Given instruction
Could you repeat the records starting at the line with "Show me perforated music stand." and ending at the line with "[1072,582,1106,638]", substituting "lectern" for "music stand" and leaving everything else unchanged?

Data listing
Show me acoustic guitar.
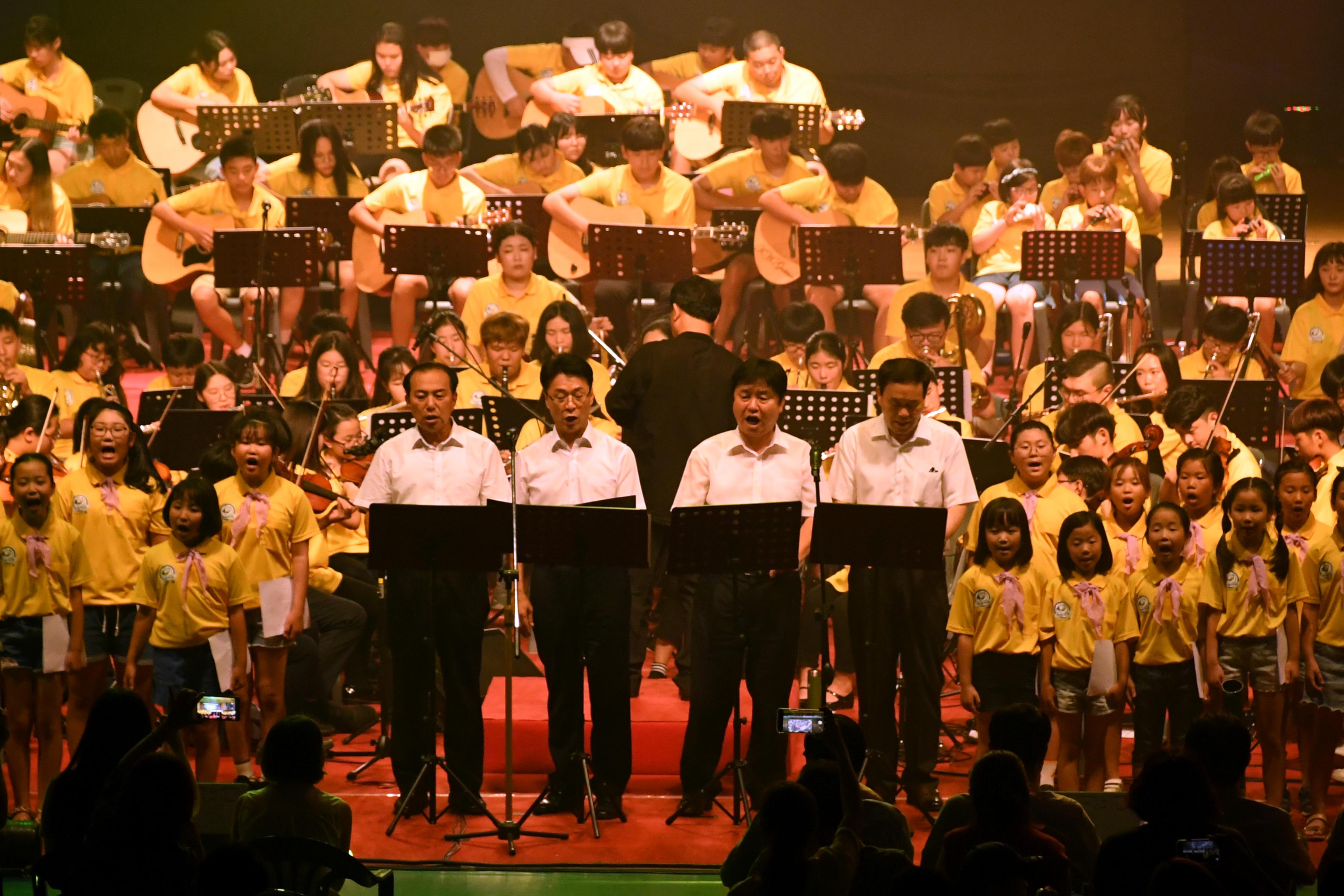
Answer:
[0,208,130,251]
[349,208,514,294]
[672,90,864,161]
--
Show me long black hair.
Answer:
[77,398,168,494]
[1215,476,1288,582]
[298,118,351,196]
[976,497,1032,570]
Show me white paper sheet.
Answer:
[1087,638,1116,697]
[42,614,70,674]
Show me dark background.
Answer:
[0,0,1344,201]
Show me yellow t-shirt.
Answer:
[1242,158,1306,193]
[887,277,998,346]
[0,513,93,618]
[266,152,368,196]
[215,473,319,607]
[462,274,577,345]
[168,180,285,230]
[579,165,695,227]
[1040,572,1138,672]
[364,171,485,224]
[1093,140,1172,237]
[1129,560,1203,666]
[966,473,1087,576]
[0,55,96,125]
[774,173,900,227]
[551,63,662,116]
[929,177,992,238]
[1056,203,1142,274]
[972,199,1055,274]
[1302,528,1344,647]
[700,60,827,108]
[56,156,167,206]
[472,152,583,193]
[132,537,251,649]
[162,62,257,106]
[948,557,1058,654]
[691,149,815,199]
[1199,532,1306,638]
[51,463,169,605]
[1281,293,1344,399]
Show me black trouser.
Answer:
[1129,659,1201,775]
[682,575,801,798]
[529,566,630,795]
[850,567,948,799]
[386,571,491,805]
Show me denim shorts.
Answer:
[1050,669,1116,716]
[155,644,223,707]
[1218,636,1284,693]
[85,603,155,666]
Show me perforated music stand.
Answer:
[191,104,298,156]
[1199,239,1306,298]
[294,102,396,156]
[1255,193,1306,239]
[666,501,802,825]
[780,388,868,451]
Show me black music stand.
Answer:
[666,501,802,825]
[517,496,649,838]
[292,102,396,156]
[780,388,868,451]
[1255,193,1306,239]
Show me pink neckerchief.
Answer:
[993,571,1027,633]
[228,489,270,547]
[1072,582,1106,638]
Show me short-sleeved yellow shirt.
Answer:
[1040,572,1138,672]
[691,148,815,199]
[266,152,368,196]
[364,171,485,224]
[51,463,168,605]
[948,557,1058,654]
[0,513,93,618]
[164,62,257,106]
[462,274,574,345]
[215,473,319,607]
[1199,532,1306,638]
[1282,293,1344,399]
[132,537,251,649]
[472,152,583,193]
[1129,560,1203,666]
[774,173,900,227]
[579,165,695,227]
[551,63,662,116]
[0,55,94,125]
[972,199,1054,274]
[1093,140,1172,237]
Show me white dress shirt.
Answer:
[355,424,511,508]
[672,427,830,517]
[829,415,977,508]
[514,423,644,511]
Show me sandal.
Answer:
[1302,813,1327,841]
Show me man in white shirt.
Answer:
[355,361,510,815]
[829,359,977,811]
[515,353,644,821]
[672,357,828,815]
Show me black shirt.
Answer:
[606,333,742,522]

Final answer
Show me perforated lectern.
Answer:
[191,104,298,156]
[1199,239,1306,298]
[294,102,396,156]
[1255,193,1306,239]
[666,501,802,825]
[780,388,868,451]
Show me black lectern.
Answer:
[666,501,802,825]
[517,496,649,838]
[292,102,396,156]
[780,388,868,451]
[1255,193,1306,239]
Show me pink neckerchief.
Answer:
[993,571,1027,633]
[228,489,270,547]
[1072,582,1106,638]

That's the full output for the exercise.